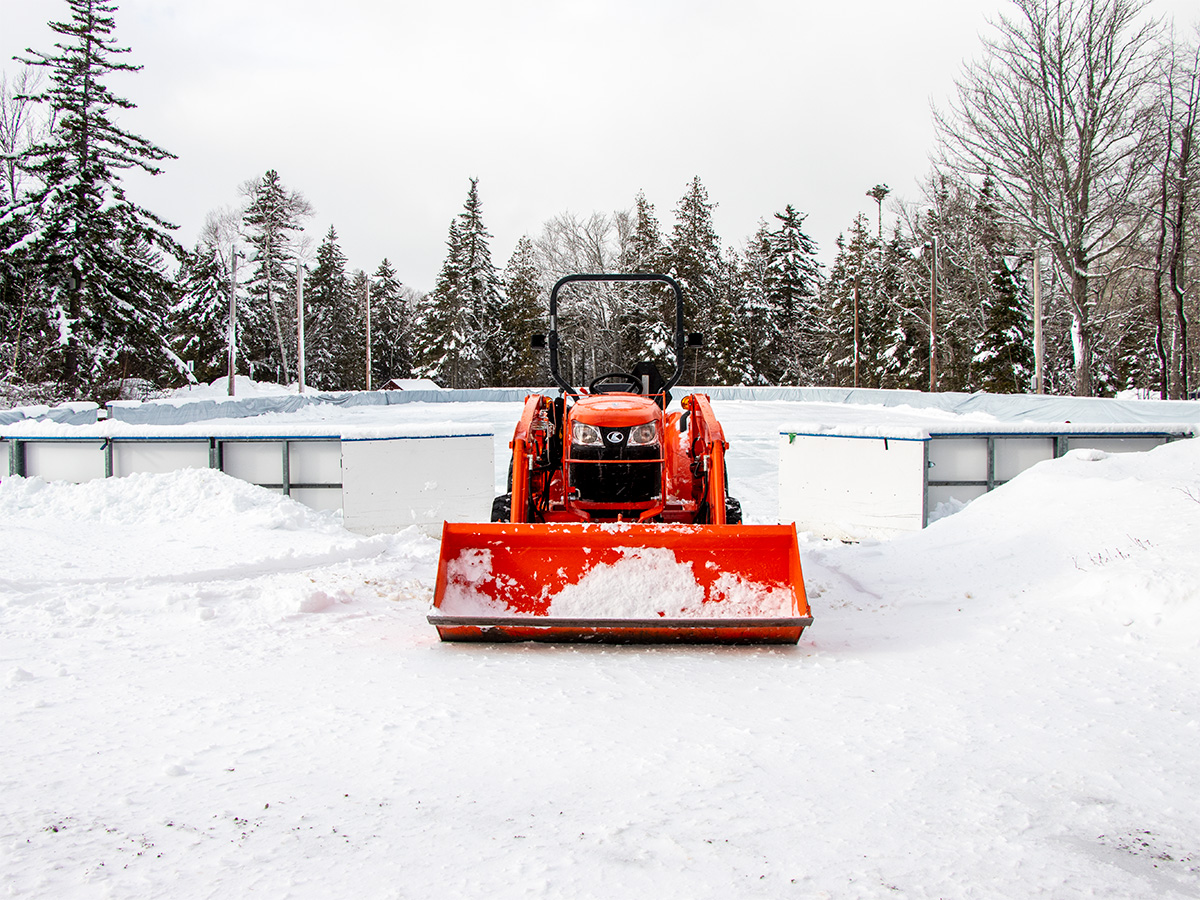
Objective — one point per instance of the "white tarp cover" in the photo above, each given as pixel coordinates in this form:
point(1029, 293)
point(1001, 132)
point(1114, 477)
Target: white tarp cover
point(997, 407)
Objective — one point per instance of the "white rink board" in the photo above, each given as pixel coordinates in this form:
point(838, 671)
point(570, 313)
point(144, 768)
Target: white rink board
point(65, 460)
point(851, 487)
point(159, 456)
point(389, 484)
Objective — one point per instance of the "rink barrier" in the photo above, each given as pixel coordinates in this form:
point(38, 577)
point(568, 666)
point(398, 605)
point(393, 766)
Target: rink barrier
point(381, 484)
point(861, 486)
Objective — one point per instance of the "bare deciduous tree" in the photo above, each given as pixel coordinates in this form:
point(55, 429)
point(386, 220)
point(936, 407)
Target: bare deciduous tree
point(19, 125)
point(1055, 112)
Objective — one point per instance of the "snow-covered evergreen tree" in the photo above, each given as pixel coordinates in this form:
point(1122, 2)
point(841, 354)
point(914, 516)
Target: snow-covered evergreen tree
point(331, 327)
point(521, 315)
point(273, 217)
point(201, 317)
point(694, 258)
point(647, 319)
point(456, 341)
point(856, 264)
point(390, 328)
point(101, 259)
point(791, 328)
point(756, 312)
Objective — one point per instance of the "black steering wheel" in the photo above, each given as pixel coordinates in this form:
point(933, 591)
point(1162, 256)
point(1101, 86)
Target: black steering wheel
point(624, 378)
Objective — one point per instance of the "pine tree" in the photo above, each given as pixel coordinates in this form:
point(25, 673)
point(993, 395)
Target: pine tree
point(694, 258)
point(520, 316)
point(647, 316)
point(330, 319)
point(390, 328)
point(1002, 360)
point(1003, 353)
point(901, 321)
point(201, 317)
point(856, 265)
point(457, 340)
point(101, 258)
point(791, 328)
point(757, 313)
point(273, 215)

-*-

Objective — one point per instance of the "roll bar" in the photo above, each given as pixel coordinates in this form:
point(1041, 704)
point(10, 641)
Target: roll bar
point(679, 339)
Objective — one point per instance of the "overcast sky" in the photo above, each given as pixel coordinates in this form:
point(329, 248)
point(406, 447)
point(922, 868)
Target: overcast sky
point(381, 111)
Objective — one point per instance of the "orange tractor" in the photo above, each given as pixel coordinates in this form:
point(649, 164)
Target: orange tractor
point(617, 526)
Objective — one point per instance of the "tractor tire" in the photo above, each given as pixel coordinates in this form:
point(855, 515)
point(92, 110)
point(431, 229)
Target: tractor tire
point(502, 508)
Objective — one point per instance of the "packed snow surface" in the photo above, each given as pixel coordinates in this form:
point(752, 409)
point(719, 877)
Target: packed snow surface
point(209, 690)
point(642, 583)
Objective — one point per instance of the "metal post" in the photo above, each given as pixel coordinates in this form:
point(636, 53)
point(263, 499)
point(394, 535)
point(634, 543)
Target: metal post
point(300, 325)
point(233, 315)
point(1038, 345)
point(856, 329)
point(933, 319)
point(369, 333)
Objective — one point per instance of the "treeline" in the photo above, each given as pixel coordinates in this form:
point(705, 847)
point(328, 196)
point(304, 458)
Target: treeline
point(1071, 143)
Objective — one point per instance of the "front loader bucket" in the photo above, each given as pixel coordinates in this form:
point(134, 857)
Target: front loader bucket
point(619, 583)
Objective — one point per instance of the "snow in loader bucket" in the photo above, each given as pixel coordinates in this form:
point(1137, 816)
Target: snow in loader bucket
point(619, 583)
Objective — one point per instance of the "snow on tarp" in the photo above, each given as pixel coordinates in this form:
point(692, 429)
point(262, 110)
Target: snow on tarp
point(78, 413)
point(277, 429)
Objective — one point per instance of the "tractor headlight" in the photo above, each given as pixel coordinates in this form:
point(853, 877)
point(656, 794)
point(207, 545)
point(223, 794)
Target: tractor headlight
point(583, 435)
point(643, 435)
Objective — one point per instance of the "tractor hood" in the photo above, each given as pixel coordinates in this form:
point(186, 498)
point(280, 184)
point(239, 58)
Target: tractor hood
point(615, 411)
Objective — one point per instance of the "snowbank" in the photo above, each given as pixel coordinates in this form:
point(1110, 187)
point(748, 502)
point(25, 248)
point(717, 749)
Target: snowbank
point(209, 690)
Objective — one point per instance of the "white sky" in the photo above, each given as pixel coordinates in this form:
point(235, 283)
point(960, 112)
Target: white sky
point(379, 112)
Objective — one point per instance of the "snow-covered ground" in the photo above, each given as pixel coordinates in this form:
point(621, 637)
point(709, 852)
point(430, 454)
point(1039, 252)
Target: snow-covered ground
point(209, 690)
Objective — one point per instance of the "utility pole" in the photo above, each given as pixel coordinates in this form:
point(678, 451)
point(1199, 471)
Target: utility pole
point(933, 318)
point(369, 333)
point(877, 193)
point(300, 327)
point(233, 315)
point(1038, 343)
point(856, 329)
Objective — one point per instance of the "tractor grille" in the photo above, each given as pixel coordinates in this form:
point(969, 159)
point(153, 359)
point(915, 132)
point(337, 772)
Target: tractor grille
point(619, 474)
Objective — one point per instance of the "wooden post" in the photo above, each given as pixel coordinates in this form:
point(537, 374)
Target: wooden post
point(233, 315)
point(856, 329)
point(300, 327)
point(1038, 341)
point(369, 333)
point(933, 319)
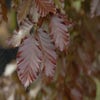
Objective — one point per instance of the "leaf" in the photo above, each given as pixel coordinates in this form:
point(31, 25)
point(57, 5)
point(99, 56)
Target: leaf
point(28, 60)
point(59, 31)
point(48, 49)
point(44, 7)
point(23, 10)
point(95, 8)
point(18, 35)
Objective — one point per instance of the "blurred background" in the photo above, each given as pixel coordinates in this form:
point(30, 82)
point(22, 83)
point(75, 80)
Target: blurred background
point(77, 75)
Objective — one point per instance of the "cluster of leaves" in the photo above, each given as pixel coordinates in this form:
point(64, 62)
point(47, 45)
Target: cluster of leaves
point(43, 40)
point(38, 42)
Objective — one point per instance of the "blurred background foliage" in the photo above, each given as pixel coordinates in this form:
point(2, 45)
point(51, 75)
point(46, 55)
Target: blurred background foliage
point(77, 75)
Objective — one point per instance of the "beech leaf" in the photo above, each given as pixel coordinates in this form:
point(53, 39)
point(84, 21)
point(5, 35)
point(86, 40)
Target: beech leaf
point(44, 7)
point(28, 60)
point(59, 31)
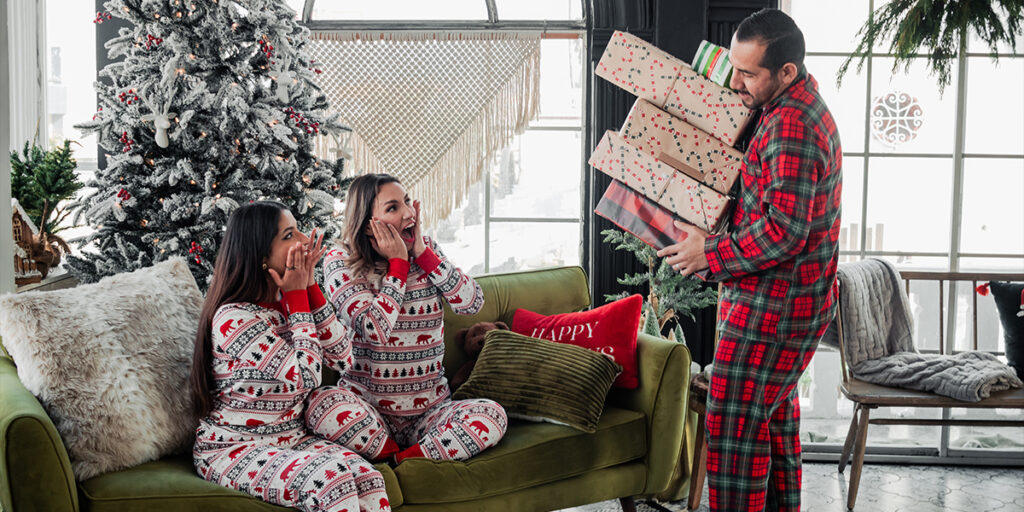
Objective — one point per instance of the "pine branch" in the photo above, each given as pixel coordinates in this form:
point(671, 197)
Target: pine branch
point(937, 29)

-*-

▸ **Directions for this task**
Report how many lines of the records contain the string "grille", counting case, and give only the number.

▸ **Answer**
2